Required actions:
• 1. Using the post on Australia and New Zealand, answer these questions:
(a) How does the post say Aussies pronounce "fish and chips"?
(b) What materials is the work "Forking tongues" made from?
(c) What did New Zealand experience last summer?
• 2. List every weather event that the post on Australia and New Zealand says New Zealand has experienced.

Selected text:
Monday, June 3, 2013

here art grows on trees

Simryn Gill | Malaysia b.1959 | Forking tongues 1992 | Assorted cutlery with dried chillies | 600cm (installed, diam., approx.) | Purchased 2001. Queensland Art Gallery Foundation http://www.qagoma.qld.gov.au/collection/contemporary_asian_art/simryn_gill


Takes hours to fly over to there from here, Australia is a long way from New Zealand. Across the Tasman Sea, there's a huge continent sometimes called The Big Island. We are a series of islands, they are a vast continent. We're temperate in NZ, they range from temperate to tropical. Their indigenous people were and are rather different to ours. Indigenous Australians are, I believe, divided into four main mobs, whereas Maori people have many iwi or tribes and were settled, agricultural when they first set eyes on Caucasians. The inhabitants of The Big Island over the way were hunters and gatherers, extremely different to the settled British culture.

It's confusing living here in some ways and I'm probably not helping by calling a continent an island, am I? But that's what life's like here. Odd.

Australia is next to New Zealand and we sometimes joke that we walk over there when the tide is out. Overseas friends may get us muddled up, our Pakeha or Westernised accents seem alike, but theirs is more drawn out and ours softer. Aussies say feeesh and cheeeps, we say fush and chups, (for fish and chips). The 'white' people did come from England initially around the same time to Oz and NZ, when Caucasians first settled in this part of the world, however Australian British migrants were mainly urban, whereas NZ's British migrants were mostly rural. This immediately gave us both a different sound and attitude, generally, (and naturally too we are all individuals).

The recent effects of climate change, (a man-made global event we are all affected by, which we can stop or slow down by reducing the production of gases like carbon and methane, and by planting more trees), has turned parts of Australia into arid wastelands. The middle of the place is already a desert but that kind of desolate landscape is increasing there. Farms have been abandoned in despair, over the ditch. It's suggested we could have lots of Australians move here soon, to escape the effects of climate change.

In NZ however we just experienced a severe drought last summer. Now we're having floods and storms. 

While there is more water in the atmosphere than ever before, temperatures are also higher. There has never been so much carbon in the air while human beings have existed. This is a whole new scenario.

No one can predict what the future holds, except that we need to be more creative to survive it. People will have to think quick on their feet and go with whatever occurs, or fight fast against some things with rapid plans. We are faced with more chaos than usual.

It could be argued that the austerity measures imposed on so many countries is a clumsy way of trying to reduce emissions. If people have hardly any money and no work, they they cannot consume much or travel far. Meanwhile the elite travel when and where they please, money still being the way many of them get what they want, without question.

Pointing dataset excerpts

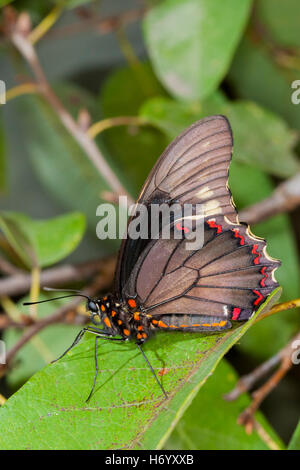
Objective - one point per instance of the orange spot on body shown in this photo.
(259, 297)
(132, 303)
(163, 371)
(263, 281)
(213, 224)
(235, 313)
(184, 229)
(254, 252)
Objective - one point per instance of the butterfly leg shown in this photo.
(79, 337)
(96, 361)
(152, 370)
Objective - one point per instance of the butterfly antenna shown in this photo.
(75, 293)
(152, 370)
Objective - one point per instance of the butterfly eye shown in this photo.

Solved tasks:
• 1.
(a) Feeesh and cheeeps.
(b) Assorted cutlery with dried chillies.
(c) A severe drought.

• 2.
- A severe drought (last summer)
- Floods
- Storms